- _Tarefa 1_
Responda com base no projeto de lei sobre apoios à cultura:
(a) Na sequência de que epidemia foram adotadas as medidas que levaram ao adiamento e cancelamento das atividades?
(b) Em que página da internet deve ser publicado o anúncio de abertura das candidaturas?
(c) Qual é o prazo máximo para a abertura de candidaturas após a entrada em vigor da lei?
- _Tarefa 2_
Reproduza sem alterações o trecho do projeto de lei sobre apoios à cultura que vai de "Assim, ao abrigo" a "à epidemia SARS-CoV-2.".
- _Tarefa 3_
Dê continuidade ao projeto de lei sobre apoios de emergência à cultura a partir da última frase apresentada.

- _Excerto do documento_
Assim, ao abrigo da alínea b) do artigo 156.º da Constituição e da alínea b) do n.º 1 do artigo 4.º do Regimento, os Deputados do Grupo Parlamentar do PCP apresentam o seguinte Projeto de Lei:

Artigo 1.º

Objeto

A presente lei aprova um conjunto de apoios sociais de emergência para a cultura, destinados aos trabalhadores e entidades da área artístico-cultural por motivo de adiamento e cancelamento das atividades na sequência das medidas excecionais e temporárias de resposta à epidemia SARS-CoV-2.

Artigo 2.º

Âmbito

  1. Podem recorrer aos apoios, nos termos da presente lei:
    1. os trabalhadores da cultura que desempenham profissões de natureza estritamente artística, técnico-artística ou de mediação artística;
    2. as entidades que exerçam atividades artístico-culturais de carácter profissional e reúnam as condições previstas para efeitos de candidatura a apoios no âmbito do Decreto-Lei n.º 103/2017, de 24 de agosto, e do Decreto-Lei n.º 25/2018, de 24 de abril, designadamente:
      1. Pessoas coletivas de direito privado com sede em Portugal, incluindo estruturas de âmbito associativo sem fins lucrativos;
      2. Pessoas singulares com domicílio fiscal em Portugal;
      3. Grupos informais, constituídos por um conjunto de pessoas singulares ou coletivas, sem personalidade jurídica, que se tenham organizado para apresentação de propostas ao abrigo dos decretos-leis supracitados, desde que nomeiem como seu representante uma pessoa singular ou coletiva com domicílio ou sede fiscal em Portugal.
  2. As entidades referidas no número anterior são abrangidas independentemente de se terem candidatado ou sido apoiadas anteriormente no âmbito de apoios públicos concedidos pelo Ministério da Cultura.

Artigo 3.º

Abertura dos procedimentos de candidatura para a concessão dos apoios

  1. As candidaturas para a concessão dos apoios são abertas após fixação pelo membro do Governo responsável pela área da cultura do montante financeiro disponível, devendo para o efeito proceder-se à publicação na página http://www.culturacovid19.gov.pt do respetivo anúncio contendo:
    1. O montante global disponível;
    2. Os critérios e condições de candidatura;
    3. A forma de atribuição do apoio;
    4. As modalidades de apoio disponíveis;
    5. O formulário de candidatura.
  2. Os procedimentos previstos no número anterior são regulamentados pelo Governo de forma a que a abertura de candidaturas ocorra no prazo máximo de 15 dias após entrada em vigor da presente lei.

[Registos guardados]
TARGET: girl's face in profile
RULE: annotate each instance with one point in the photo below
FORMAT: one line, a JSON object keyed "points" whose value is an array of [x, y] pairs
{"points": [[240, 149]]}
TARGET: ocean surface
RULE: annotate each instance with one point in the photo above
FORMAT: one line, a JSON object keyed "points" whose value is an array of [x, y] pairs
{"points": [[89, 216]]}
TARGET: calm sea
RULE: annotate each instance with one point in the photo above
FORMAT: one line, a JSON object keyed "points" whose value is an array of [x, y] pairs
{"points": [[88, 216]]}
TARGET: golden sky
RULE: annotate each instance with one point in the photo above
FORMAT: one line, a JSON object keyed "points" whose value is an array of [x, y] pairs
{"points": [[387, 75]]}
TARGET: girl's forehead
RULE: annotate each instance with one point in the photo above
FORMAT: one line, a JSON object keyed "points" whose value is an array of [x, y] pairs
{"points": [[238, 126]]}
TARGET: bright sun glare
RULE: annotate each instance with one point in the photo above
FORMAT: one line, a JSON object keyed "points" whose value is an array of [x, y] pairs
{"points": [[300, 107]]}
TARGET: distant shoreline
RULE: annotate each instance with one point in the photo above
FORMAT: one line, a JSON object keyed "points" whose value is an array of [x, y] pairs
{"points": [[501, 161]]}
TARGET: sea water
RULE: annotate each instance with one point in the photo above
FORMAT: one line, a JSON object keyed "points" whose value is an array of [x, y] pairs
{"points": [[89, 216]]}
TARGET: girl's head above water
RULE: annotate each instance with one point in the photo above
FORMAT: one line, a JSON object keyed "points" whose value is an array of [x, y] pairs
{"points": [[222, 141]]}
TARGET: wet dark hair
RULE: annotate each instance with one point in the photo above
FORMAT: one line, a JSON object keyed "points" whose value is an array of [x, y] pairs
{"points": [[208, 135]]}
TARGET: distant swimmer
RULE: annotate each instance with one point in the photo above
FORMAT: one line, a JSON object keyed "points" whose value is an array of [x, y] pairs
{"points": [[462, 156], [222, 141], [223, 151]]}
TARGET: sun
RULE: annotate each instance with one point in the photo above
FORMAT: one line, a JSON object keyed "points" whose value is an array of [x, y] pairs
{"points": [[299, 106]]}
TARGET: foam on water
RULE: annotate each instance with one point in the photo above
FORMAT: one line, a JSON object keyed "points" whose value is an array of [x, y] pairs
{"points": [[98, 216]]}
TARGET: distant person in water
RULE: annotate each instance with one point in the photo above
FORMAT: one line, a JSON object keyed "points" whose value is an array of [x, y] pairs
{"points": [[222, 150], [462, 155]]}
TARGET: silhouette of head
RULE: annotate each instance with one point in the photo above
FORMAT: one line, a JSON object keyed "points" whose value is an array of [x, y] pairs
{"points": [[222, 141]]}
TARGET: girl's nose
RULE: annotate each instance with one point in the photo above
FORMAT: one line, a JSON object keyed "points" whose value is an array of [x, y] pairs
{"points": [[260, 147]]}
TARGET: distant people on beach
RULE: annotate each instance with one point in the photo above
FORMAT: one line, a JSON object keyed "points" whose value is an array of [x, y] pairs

- _Resposta 1_
(a) A epidemia SARS-CoV-2.
(b) Na página http://www.culturacovid19.gov.pt.
(c) 15 dias.

- _Resposta 2_
Assim, ao abrigo da alínea b) do artigo 156.º da Constituição e da alínea b) do n.º 1 do artigo 4.º do Regimento, os Deputados do Grupo Parlamentar do PCP apresentam o seguinte Projeto de Lei:

Artigo 1.º

Objeto

A presente lei aprova um conjunto de apoios sociais de emergência para a cultura, destinados aos trabalhadores e entidades da área artístico-cultural por motivo de adiamento e cancelamento das atividades na sequência das medidas excecionais e temporárias de resposta à epidemia SARS-CoV-2.

- _Resposta 3_
Artigo 4.º

Natureza e modalidades de apoio

  1. Os apoios são de natureza não concorrencial e podem ser atribuídos nas seguintes modalidades:
    1. Apoio direto aos trabalhadores da cultura desempenhando profissões de natureza estritamente artística, técnico-artística ou de mediação;
    2. Apoio de emergência às entidades que exerçam atividades artístico-culturais de carácter profissional, mediante comprovação do adiamento, cancelamento ou paragem total de atividade;
    3. Apoio para implementação das medidas de contingência, prevenção do contágio e adaptação funcional.
  2. Aos apoios de emergência previsto no número anterior podem candidatar-se, trabalhadores e entidades do tecido cultural e artístico, independentemente de terem beneficiado de apoios públicos de âmbito concursal concedidos pelo Ministério da Cultura.
  3. A comprovação do adiamento, cancelamento ou paragem da atividade é realizada por qualquer meio admissível em Direito.

Artigo 5.º

Não exigência de contrapartidas de apresentação de espetáculos e atividades

Os apoios são de natureza social, excecional e temporária e não obrigam os beneficiários a qualquer contrapartida de apresentação de espetáculos e/ou atividades artístico-culturais.

Artigo 6.º

Financiamento dos apoios sociais de emergência para a cultura

Os apoios previstos na presente lei são financiados pelo Orçamento do Estado, sem prejuízo do recurso a financiamento comunitário.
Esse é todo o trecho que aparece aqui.